# Short task 1
Update the dataset rows in the stretch from the start of the rows through the line that contains "<point>185,225</point>", replacing "in this photo" with "in this picture" and leaving everything else unchanged. Leave the pictures out of your output.

The Ford Taunus G93A is a small family car produced by Ford of Germany between 1939 and 1942 in succession to the Ford Eifel. In 1948 the car reappeared as the Ford Taunus G73A, and the G73A remained in production until 1952. This was the first (and until the 1970s the last) Ford Taunus to feature a fastback shape: in this application the rather severe slopes enforced by squeezing North-American style fast-back styling onto a relatively short wheelbase was not universally admired: the car became known as the „Buckeltaunus” (Hunchback Taunus).

Ford Taunus G93A (1939–1942)

In 1938 Ford Cologne began to manufacture a mid-size car intended to slot into the range between the little Ford Eifel and the company’s big V8 models. Although the structure of the car did not follow the revolutionary monocoque structure heralded by the Opel Olympia, the Taunus did have its body welded to the chassis rather than having the two elements simply bolted together.

The body

Stylistically the new car followed the 1930s fashion for streamlining, but with a North American flavour inspired by the Lincoln-Zephyr of the time. The bodyshell was supplied from the Berlin plant of pressed steel experts, Ambi Budd. Like the Eifel, the Ford Taunus came with rigid axles, but with the innovation of hydraulic brakes.

# Short task 2
Transcribe the Ford Taunus G93A text in full, word for word.

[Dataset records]

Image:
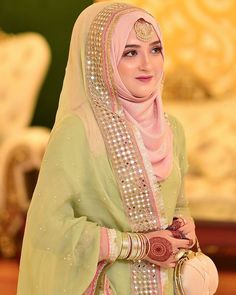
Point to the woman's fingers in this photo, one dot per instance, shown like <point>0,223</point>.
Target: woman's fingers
<point>180,243</point>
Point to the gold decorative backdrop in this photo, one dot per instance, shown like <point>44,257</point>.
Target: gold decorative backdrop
<point>200,89</point>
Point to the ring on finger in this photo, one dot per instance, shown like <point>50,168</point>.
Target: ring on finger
<point>179,254</point>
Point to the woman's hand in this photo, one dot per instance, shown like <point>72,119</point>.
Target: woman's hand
<point>164,247</point>
<point>185,225</point>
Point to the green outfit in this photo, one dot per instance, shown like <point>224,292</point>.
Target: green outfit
<point>75,194</point>
<point>93,167</point>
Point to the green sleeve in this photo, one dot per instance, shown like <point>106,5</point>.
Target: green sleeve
<point>61,248</point>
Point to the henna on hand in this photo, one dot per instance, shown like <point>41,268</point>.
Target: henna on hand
<point>160,249</point>
<point>177,234</point>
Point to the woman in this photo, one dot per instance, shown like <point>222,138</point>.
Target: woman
<point>108,215</point>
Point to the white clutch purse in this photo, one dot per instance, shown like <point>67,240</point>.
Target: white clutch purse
<point>194,274</point>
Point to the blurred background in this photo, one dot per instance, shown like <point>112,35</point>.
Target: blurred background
<point>200,89</point>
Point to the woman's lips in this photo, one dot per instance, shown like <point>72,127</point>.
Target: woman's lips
<point>144,78</point>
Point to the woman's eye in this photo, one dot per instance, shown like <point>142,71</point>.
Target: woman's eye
<point>157,50</point>
<point>130,53</point>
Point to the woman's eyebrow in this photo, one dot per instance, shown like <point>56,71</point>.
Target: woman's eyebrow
<point>138,46</point>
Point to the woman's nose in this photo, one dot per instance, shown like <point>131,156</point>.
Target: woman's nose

# Task answer 1
Image:
Point to the woman's fingers in this picture, one dot per instance, shown like <point>0,223</point>.
Target: woman's fingers
<point>180,243</point>
Point to the gold decorative backdrop in this picture, one dot per instance, shown like <point>44,257</point>.
Target: gold decorative backdrop
<point>200,89</point>
Point to the ring on finger in this picture, one dot per instance, shown like <point>50,168</point>.
Target: ring on finger
<point>179,254</point>
Point to the woman's hand in this picture, one dot per instance, shown like <point>72,119</point>.
Target: woman's hand
<point>164,247</point>
<point>185,225</point>

# Task answer 2
The Ford Taunus G93A is a small family car produced by Ford of Germany between 1939 and 1942 in succession to the Ford Eifel. In 1948 the car reappeared as the Ford Taunus G73A, and the G73A remained in production until 1952. This was the first (and until the 1970s the last) Ford Taunus to feature a fastback shape: in this application the rather severe slopes enforced by squeezing North-American style fast-back styling onto a relatively short wheelbase was not universally admired: the car became known as the „Buckeltaunus” (Hunchback Taunus).

Ford Taunus G93A (1939–1942)

In 1938 Ford Cologne began to manufacture a mid-size car intended to slot into the range between the little Ford Eifel and the company’s big V8 models. Although the structure of the car did not follow the revolutionary monocoque structure heralded by the Opel Olympia, the Taunus did have its body welded to the chassis rather than having the two elements simply bolted together.

The body

Stylistically the new car followed the 1930s fashion for streamlining, but with a North American flavour inspired by the Lincoln-Zephyr of the time. The bodyshell was supplied from the Berlin plant of pressed steel experts, Ambi Budd. Like the Eifel, the Ford Taunus came with rigid axles, but with the innovation of hydraulic brakes.